Extracted text:
Essex county cricket teams have been traced back to the 18th century but the county's involvement in cricket goes back much further than that.  It is almost certain that cricket reached Essex by the 16th century and that it developed during the 17th century with inter-parish matches being played.

18th century
The first definite mention of cricket in connection with the county is a highly controversial match in 1724 between Chingford and Edwin Stead's XI, which is recorded in The Dawn of Cricket by H. T. Waghorn. The venue is unknown but, if it were at Chingford, it is also the earliest reference to cricket being played in Essex as well as by an Essex team. The game echoed an earlier one in 1718 as the Chingford team refused to play to a finish when Stead's team had the advantage. A court case followed and, as in 1718, it was ordered to be played out presumably so that all wagers could be fulfilled. Lord Chief Justice Pratt presided over the case and he ordered them to play it out on Dartford Brent, though it is not known if this was the original venue. The game was completed in 1726.

Exercise input:
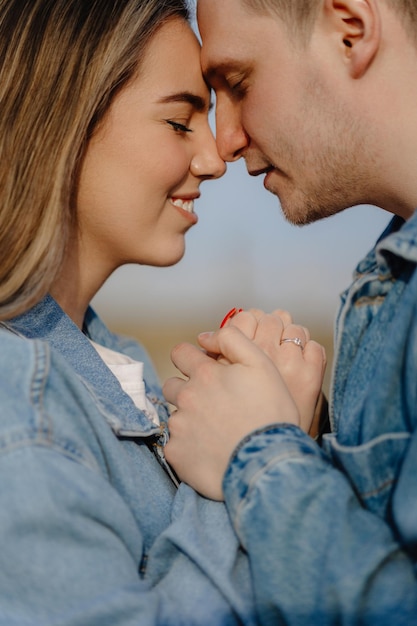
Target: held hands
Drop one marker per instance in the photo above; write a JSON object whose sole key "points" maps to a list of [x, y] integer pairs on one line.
{"points": [[246, 379]]}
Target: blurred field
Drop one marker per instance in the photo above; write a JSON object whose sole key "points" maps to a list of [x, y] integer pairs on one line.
{"points": [[160, 339]]}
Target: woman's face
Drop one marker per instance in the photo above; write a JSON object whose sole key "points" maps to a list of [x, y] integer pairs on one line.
{"points": [[146, 160]]}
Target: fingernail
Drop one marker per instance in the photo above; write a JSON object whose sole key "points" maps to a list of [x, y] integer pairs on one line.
{"points": [[229, 316]]}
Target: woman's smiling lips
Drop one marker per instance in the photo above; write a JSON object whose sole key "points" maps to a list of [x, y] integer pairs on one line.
{"points": [[186, 207]]}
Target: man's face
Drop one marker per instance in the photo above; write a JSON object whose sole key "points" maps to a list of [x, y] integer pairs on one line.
{"points": [[280, 104]]}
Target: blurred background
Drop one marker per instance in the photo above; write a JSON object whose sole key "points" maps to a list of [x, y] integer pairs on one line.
{"points": [[241, 253]]}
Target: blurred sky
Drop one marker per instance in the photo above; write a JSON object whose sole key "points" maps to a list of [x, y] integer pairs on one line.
{"points": [[243, 253]]}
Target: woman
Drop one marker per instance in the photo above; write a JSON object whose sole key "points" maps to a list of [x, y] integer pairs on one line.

Required task 1: Retype the text on early Essex cricket history word for word, in full.
Required task 2: Give the records again from the line containing "Target: woman's face" through the end of the records, with "marker" changed to "dot" and everything else left the same. Output only those lines.

Result 1:
Essex county cricket teams have been traced back to the 18th century but the county's involvement in cricket goes back much further than that.  It is almost certain that cricket reached Essex by the 16th century and that it developed during the 17th century with inter-parish matches being played.

18th century
The first definite mention of cricket in connection with the county is a highly controversial match in 1724 between Chingford and Edwin Stead's XI, which is recorded in The Dawn of Cricket by H. T. Waghorn. The venue is unknown but, if it were at Chingford, it is also the earliest reference to cricket being played in Essex as well as by an Essex team. The game echoed an earlier one in 1718 as the Chingford team refused to play to a finish when Stead's team had the advantage. A court case followed and, as in 1718, it was ordered to be played out presumably so that all wagers could be fulfilled. Lord Chief Justice Pratt presided over the case and he ordered them to play it out on Dartford Brent, though it is not known if this was the original venue. The game was completed in 1726.

Result 2:
Target: woman's face
Drop one dot per instance in the photo above; write a JSON object whose sole key "points" maps to a list of [x, y] integer pairs on one line.
{"points": [[146, 160]]}
Target: fingernail
Drop one dot per instance in the photo above; write a JSON object whose sole key "points" maps to a list of [x, y] integer pairs on one line.
{"points": [[229, 316]]}
Target: woman's smiling lips
Drop one dot per instance in the photo above; write a JSON object whose sole key "points" maps to a list of [x, y] integer pairs on one line.
{"points": [[186, 207]]}
Target: man's face
Drop one dot per instance in the photo above; write a JSON object whose sole key "points" maps to a list of [x, y] integer pairs on one line.
{"points": [[280, 104]]}
Target: blurred background
Drop one dot per instance in the photo above; write a JSON object whose sole key "points" maps to a list of [x, y] integer pairs on one line.
{"points": [[241, 253]]}
Target: blurred sky
Drop one dot per instance in the photo above; write a JSON object whose sole key "points" maps to a list of [x, y] integer pairs on one line.
{"points": [[243, 253]]}
Target: woman
Drop one dot per instance in the photo above; write a JSON object whose sole key "points" maps to a list of [x, y] integer pairs on one line.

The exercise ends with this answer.